## Exercise brief
Please scale the listing from the line with "Where can you see the laptop" through its last line, rewriting only those lines, the request lines included, unchanged. Multiply each coordinate in the answers by 1.5 and round it to a whole number, rounding halves up.

## Dataset records
⁂

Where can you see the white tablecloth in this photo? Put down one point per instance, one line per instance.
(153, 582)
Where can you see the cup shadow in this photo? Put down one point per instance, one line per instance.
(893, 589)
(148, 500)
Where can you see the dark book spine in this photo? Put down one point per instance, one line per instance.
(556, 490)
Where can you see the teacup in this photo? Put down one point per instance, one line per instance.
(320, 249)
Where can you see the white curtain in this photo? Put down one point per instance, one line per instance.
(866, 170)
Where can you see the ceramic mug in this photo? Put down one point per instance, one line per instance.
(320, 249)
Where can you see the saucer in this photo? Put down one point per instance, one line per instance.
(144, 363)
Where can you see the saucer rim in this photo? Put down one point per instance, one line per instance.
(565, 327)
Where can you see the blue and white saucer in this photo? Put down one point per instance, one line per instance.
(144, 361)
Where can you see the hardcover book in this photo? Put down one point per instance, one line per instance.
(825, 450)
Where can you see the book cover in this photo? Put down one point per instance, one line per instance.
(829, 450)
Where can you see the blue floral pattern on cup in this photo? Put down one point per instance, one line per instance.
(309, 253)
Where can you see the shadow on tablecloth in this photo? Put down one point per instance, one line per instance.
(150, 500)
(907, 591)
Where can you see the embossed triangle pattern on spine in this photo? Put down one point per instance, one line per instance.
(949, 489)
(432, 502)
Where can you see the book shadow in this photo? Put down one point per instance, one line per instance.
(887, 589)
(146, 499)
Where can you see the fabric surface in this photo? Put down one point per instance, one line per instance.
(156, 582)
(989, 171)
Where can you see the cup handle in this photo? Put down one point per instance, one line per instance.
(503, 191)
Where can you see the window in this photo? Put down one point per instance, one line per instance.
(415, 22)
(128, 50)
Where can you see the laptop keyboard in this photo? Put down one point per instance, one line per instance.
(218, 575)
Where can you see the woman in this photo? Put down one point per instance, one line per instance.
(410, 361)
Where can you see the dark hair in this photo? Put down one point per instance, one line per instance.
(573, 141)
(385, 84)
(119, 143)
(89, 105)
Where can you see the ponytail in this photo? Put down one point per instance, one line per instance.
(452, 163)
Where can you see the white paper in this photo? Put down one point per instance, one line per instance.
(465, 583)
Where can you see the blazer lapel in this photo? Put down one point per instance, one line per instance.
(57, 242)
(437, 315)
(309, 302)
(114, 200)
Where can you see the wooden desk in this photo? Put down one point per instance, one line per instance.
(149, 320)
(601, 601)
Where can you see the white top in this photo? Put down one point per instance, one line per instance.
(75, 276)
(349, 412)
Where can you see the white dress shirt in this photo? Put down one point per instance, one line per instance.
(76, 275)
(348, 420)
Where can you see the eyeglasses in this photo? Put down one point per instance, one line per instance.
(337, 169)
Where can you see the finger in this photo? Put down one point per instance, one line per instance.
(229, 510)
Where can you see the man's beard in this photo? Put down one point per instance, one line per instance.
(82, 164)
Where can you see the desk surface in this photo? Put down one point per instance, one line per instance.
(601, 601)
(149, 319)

⁂

## Written reply
Where can you see the laptop keyboard in this photo? Put down one point per instance, one line per instance.
(327, 863)
Where can you see the woman in this photo? Put down one point per instance, one line per instance.
(615, 542)
Where can you see the dark hair in this photo? Put down one point per instance, one line per instance.
(860, 212)
(578, 126)
(179, 215)
(134, 158)
Where can you see the ponytail in this photo? Put down one point per instance, one line per instance.
(678, 245)
Where can you see the white paper in this photo? Put down one point per instance, one line per instance.
(698, 875)
Where can you see the blazer lapel in this photo? Put down one point per instance, one line per instance.
(86, 363)
(656, 473)
(464, 453)
(171, 300)
Where can you see the wooden desk in this photo? Put down one point per instance, one line per instance.
(224, 480)
(902, 902)
Where can you see the white top in this photo? Put down one point per instance, one line per instance.
(113, 414)
(524, 618)
Where can you see the white dress shirt in this photo? Put down one point per instance, one line per instance.
(114, 413)
(522, 630)
Where can you see the eyeglasses in this photo? Put down one point per instance, one line per instance.
(506, 254)
Where can you see the finger in this photo? Put down one point per instance, one line per instance.
(344, 765)
Where can you see the man's beard in this photo? Put down one point per instance, one line per instance.
(123, 246)
Where can you see the desk surface in this photo? Put down one point per instance, one line per instance.
(902, 902)
(224, 479)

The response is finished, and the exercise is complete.